──────── TEXT SECTION ────────

Liz Kelly: Good point -- though why wouldn't it have affected Danielle? Did her pregnancy somehow give her immunity?

Jen Chaney: Several other questions raise this issue.

As for why it wouldn't affect Danielle, one reader has suggested that Jin is her constant, although I'm not sure that totally works. Is it possible that Danielle also had been to the island before? And that she was off the island when she conceived? And that for that reason, Alex was even more valuable to Ben because she was the offspring of an island native?

Just throwing it out there...


I love Kate...: And I'm not a guy. Just letting people know that such a person does exist.

Jen Chaney: I like her, too, actually. I find her character more and more empathetic post-island.


Dallas TX: I Googled the name Jaymie Kim, who is playing Ji Yeon next week in "This Place Is Death." And I found a birth announcement from the Honolulu Star-Bulletin of Oct. 30, 2005, listing Jaymie Kim as having just been born. So it seems quite possible that Ji Yeon is being played by a 3-year-old girl living in Hawaii, not by a teenager.

Liz Kelly: Good to know -- though if you turn up the Facebook page I found, also through a Google search -- it really is uncanny how much that teen resembles Sun. Should we take bets?

Jen Chaney: I agree with Liz that the teen looks A LOT like Sun. But it would make more sense if Ji Yeon actually was three.

So I'm staying neutral.


Washington, D.C.: So we've met a baby Miles (assuming), a young Widmore, a young Theresa Spencer (another assumption), and now a young Rousseau. What "young" character(s) do you think we meet next?!?

Liz Kelly: Muppet babies.

────────

PROBLEMS AND TASKS:
1. Reproduce the stretch of the chat transcript from "Dallas TX: I" through "actually was three.".
2. How many lines of the records contain the string "uniform"? Reply with the number only.

──────── MATERIAL TO PROCESS ────────

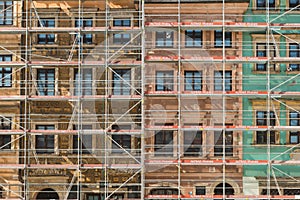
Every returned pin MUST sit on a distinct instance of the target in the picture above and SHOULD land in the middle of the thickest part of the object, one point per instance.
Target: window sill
(293, 72)
(263, 10)
(264, 72)
(45, 45)
(265, 145)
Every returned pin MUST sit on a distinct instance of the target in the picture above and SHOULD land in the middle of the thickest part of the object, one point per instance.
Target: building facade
(130, 99)
(273, 110)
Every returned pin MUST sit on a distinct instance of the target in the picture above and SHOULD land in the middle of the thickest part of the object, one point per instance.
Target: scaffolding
(181, 99)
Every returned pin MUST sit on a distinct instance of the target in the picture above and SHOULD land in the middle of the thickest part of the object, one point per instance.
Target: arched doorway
(228, 189)
(48, 194)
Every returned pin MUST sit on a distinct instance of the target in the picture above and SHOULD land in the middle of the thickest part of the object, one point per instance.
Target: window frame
(262, 67)
(193, 148)
(86, 82)
(5, 72)
(49, 38)
(46, 148)
(83, 149)
(167, 82)
(202, 188)
(218, 83)
(218, 144)
(87, 38)
(218, 39)
(194, 82)
(191, 38)
(262, 136)
(163, 36)
(164, 147)
(8, 8)
(5, 139)
(121, 38)
(119, 80)
(296, 123)
(263, 5)
(124, 140)
(290, 6)
(45, 89)
(296, 52)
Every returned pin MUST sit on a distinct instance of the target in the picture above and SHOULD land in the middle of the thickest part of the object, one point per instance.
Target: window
(94, 196)
(85, 141)
(5, 72)
(219, 39)
(261, 51)
(200, 190)
(44, 143)
(293, 3)
(218, 139)
(102, 196)
(272, 192)
(122, 23)
(5, 124)
(164, 191)
(262, 4)
(218, 81)
(164, 39)
(164, 81)
(193, 143)
(120, 142)
(294, 120)
(294, 53)
(121, 81)
(6, 12)
(46, 82)
(86, 38)
(121, 38)
(261, 120)
(46, 38)
(192, 81)
(193, 38)
(295, 191)
(163, 143)
(86, 80)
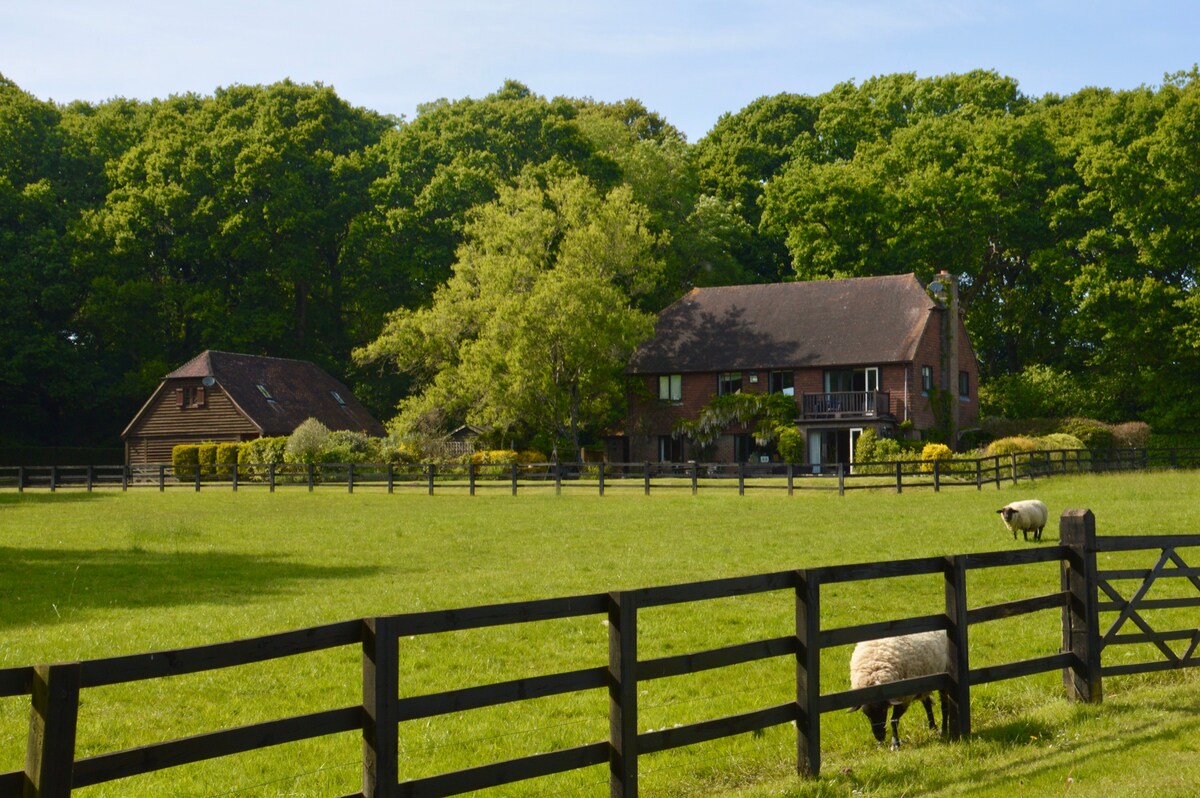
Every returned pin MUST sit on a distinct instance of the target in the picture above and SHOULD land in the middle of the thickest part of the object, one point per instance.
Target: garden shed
(222, 396)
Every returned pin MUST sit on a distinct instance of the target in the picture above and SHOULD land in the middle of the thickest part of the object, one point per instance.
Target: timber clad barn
(220, 396)
(856, 354)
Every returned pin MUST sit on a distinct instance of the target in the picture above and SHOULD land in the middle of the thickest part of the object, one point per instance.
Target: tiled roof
(790, 325)
(295, 390)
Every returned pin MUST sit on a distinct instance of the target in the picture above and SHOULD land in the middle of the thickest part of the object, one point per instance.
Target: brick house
(222, 396)
(856, 354)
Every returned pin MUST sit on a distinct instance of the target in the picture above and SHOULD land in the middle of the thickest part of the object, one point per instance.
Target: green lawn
(109, 573)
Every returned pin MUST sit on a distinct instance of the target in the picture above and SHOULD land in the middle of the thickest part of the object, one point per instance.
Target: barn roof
(279, 394)
(790, 325)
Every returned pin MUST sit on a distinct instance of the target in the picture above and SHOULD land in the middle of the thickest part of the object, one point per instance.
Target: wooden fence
(52, 771)
(645, 477)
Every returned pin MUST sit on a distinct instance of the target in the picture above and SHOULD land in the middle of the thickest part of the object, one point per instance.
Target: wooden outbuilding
(222, 396)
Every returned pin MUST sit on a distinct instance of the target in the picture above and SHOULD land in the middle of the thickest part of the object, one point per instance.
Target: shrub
(256, 455)
(495, 457)
(1132, 435)
(1095, 435)
(931, 453)
(1012, 445)
(306, 443)
(227, 455)
(207, 456)
(1056, 441)
(791, 444)
(184, 460)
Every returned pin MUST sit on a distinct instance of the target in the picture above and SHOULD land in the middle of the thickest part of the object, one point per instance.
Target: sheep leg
(898, 711)
(929, 711)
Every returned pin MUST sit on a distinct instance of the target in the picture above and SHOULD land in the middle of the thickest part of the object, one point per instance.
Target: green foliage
(207, 456)
(495, 457)
(307, 442)
(1013, 445)
(1056, 441)
(227, 455)
(185, 460)
(533, 331)
(765, 414)
(790, 444)
(1093, 435)
(934, 451)
(1131, 435)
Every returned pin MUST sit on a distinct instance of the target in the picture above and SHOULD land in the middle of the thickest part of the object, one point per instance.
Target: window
(729, 383)
(190, 397)
(781, 382)
(671, 388)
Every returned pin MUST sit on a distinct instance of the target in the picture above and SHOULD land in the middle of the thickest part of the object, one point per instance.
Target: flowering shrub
(934, 451)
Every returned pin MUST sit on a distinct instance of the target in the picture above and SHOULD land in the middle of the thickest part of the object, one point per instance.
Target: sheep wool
(891, 659)
(1030, 515)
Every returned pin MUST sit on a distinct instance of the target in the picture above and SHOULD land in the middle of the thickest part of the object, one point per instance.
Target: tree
(532, 333)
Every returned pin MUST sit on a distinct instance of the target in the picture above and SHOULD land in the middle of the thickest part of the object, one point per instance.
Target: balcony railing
(846, 405)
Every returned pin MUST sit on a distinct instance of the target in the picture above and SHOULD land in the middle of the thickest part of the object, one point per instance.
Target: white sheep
(892, 659)
(1030, 514)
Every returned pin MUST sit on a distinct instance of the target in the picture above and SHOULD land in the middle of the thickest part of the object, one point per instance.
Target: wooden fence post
(49, 753)
(808, 673)
(623, 695)
(958, 697)
(381, 693)
(1080, 617)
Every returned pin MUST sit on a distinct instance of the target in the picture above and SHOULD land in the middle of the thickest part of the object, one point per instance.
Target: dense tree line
(493, 261)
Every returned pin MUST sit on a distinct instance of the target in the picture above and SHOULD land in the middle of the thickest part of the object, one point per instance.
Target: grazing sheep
(879, 661)
(1030, 514)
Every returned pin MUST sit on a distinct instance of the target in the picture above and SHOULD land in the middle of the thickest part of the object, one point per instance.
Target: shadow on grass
(51, 586)
(59, 497)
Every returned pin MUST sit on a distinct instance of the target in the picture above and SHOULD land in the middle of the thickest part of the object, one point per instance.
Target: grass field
(88, 575)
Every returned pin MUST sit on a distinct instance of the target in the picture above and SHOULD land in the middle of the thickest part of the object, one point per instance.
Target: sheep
(892, 659)
(1030, 514)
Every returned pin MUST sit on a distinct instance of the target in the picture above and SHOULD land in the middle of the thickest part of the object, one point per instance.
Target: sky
(689, 61)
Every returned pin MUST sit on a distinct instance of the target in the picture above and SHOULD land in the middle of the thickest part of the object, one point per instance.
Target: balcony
(846, 405)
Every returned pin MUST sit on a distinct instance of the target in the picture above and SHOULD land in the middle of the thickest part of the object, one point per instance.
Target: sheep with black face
(1026, 516)
(892, 659)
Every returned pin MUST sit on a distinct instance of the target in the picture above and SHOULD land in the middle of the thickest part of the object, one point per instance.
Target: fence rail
(54, 690)
(645, 477)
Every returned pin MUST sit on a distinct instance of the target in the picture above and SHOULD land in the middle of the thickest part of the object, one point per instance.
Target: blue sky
(690, 61)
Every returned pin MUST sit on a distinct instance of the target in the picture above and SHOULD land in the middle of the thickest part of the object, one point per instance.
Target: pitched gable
(279, 394)
(790, 325)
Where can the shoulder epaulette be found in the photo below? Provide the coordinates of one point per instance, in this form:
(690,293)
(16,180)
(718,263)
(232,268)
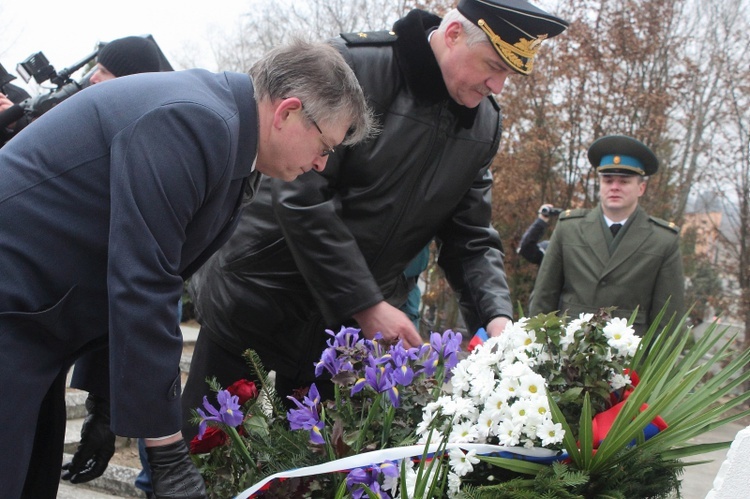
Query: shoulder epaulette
(577,213)
(663,223)
(369,37)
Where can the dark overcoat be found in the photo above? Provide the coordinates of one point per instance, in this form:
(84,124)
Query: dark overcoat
(107,202)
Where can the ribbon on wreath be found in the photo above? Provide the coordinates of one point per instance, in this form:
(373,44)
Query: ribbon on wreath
(603,421)
(374,458)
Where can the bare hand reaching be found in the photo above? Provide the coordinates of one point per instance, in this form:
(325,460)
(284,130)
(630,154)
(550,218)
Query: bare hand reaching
(391,322)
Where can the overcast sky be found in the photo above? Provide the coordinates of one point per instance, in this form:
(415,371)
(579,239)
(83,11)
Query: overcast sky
(68,31)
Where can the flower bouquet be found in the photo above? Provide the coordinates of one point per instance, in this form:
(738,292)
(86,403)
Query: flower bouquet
(551,408)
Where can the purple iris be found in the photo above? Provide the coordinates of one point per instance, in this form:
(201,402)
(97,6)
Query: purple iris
(331,362)
(359,477)
(307,415)
(346,338)
(228,413)
(403,374)
(379,379)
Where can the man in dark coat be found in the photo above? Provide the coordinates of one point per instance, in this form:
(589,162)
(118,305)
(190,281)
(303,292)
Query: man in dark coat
(108,202)
(332,248)
(615,254)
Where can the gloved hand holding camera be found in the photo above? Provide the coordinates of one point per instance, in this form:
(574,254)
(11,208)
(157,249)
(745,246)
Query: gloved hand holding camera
(97,444)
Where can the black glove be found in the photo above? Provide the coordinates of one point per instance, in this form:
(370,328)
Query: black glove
(97,444)
(173,475)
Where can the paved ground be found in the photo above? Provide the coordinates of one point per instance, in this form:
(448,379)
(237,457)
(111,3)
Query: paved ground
(699,480)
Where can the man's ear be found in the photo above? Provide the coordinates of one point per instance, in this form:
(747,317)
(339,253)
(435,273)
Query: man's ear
(285,108)
(453,33)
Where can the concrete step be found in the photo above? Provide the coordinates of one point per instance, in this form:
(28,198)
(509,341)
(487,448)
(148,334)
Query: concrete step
(117,481)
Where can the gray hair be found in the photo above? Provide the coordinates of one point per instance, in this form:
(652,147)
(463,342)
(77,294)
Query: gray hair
(474,33)
(317,74)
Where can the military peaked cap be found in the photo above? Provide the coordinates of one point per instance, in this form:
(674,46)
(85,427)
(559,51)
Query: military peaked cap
(515,27)
(622,155)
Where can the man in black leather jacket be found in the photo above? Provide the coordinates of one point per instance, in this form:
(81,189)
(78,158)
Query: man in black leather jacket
(331,249)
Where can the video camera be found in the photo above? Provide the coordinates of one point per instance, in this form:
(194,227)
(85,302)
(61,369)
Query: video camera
(551,212)
(37,66)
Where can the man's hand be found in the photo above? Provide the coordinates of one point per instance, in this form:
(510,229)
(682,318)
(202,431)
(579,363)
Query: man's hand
(497,326)
(97,444)
(541,213)
(391,322)
(173,475)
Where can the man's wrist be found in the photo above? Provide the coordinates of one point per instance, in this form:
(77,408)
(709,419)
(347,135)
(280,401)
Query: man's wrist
(159,441)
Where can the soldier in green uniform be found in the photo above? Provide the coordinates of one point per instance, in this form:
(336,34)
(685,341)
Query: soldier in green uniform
(615,254)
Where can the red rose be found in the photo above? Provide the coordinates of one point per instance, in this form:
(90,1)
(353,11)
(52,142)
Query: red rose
(244,389)
(213,437)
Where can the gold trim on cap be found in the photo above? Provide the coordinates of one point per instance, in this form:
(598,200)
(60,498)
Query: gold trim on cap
(520,55)
(604,169)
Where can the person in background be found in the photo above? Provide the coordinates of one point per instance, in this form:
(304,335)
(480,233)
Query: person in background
(334,246)
(109,201)
(530,247)
(615,254)
(9,95)
(126,56)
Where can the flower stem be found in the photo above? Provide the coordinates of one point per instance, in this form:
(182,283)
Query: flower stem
(239,446)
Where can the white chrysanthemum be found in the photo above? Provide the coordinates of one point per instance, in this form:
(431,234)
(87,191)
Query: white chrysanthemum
(539,409)
(619,380)
(532,385)
(461,379)
(463,431)
(497,403)
(520,411)
(464,408)
(508,387)
(483,384)
(550,432)
(617,331)
(436,437)
(566,339)
(462,463)
(508,432)
(486,424)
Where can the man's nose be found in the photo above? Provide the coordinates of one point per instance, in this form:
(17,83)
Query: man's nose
(496,83)
(320,163)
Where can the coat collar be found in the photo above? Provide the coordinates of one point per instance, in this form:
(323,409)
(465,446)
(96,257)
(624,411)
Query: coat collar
(593,233)
(420,68)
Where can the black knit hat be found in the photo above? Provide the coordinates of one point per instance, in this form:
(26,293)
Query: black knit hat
(129,55)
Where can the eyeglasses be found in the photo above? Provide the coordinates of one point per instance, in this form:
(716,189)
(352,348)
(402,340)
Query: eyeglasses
(329,149)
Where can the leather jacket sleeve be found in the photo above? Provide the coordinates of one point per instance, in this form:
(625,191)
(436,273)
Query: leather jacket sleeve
(471,256)
(323,247)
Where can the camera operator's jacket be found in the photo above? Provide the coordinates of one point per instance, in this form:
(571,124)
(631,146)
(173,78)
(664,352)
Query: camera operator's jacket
(335,243)
(579,275)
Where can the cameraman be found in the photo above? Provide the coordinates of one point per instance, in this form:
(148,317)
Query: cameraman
(10,95)
(530,248)
(126,56)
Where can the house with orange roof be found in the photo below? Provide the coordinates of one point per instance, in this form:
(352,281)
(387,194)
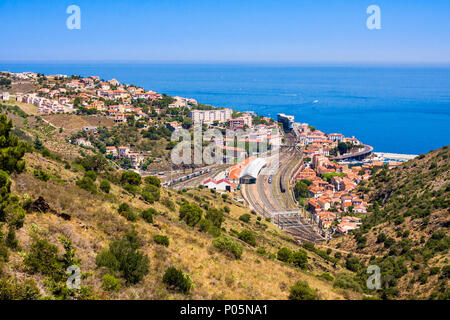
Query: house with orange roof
(344,227)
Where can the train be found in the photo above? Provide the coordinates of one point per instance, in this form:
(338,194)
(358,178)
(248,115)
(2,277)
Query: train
(187,177)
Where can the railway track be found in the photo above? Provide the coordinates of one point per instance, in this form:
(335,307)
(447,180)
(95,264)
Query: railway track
(267,198)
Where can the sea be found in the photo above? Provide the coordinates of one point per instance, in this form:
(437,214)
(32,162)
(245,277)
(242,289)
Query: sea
(395,108)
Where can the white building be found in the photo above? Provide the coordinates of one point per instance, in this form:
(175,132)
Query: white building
(209,116)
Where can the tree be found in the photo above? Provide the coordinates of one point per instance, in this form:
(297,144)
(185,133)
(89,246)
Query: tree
(190,213)
(122,256)
(245,218)
(187,123)
(300,259)
(155,181)
(147,215)
(43,258)
(11,239)
(301,190)
(95,163)
(248,237)
(228,245)
(12,149)
(302,291)
(284,254)
(105,186)
(177,280)
(215,216)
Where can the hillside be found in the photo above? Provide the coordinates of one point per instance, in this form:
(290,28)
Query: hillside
(58,211)
(407,232)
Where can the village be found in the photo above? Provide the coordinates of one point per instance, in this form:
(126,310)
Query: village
(332,200)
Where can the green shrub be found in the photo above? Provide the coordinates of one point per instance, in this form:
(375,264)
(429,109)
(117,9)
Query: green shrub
(245,218)
(347,282)
(14,214)
(215,216)
(302,291)
(11,239)
(248,237)
(162,240)
(130,177)
(190,213)
(177,280)
(4,254)
(41,175)
(110,283)
(43,258)
(228,245)
(300,259)
(204,225)
(326,276)
(126,211)
(284,254)
(87,184)
(169,204)
(148,214)
(105,186)
(353,264)
(131,188)
(261,251)
(91,174)
(122,256)
(150,193)
(155,181)
(11,289)
(214,231)
(445,271)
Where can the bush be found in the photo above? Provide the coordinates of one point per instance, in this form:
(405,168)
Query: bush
(228,245)
(4,254)
(284,254)
(43,258)
(14,213)
(204,225)
(347,282)
(326,276)
(110,283)
(353,264)
(245,218)
(261,251)
(87,184)
(41,175)
(105,186)
(150,193)
(176,280)
(126,211)
(190,213)
(300,259)
(155,181)
(302,291)
(147,215)
(130,177)
(215,216)
(91,174)
(162,240)
(122,256)
(11,289)
(248,237)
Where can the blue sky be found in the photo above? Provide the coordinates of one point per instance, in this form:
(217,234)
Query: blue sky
(414,31)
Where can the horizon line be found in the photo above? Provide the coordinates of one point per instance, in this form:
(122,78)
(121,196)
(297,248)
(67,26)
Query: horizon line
(305,63)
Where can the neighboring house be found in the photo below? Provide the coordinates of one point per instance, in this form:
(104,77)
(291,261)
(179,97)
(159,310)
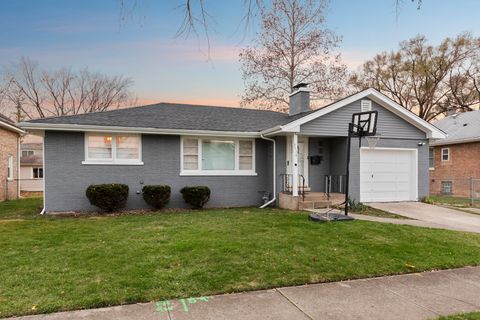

────────

EXPECTED OUTPUTS:
1.
Dallas TX: I Googled the name Jaymie Kim, who is playing Ji Yeon next week in "This Place Is Death." And I found a birth announcement from the Honolulu Star-Bulletin of Oct. 30, 2005, listing Jaymie Kim as having just been born. So it seems quite possible that Ji Yeon is being played by a 3-year-old girl living in Hawaii, not by a teenager.

Liz Kelly: Good to know -- though if you turn up the Facebook page I found, also through a Google search -- it really is uncanny how much that teen resembles Sun. Should we take bets?

Jen Chaney: I agree with Liz that the teen looks A LOT like Sun. But it would make more sense if Ji Yeon actually was three.

2. 2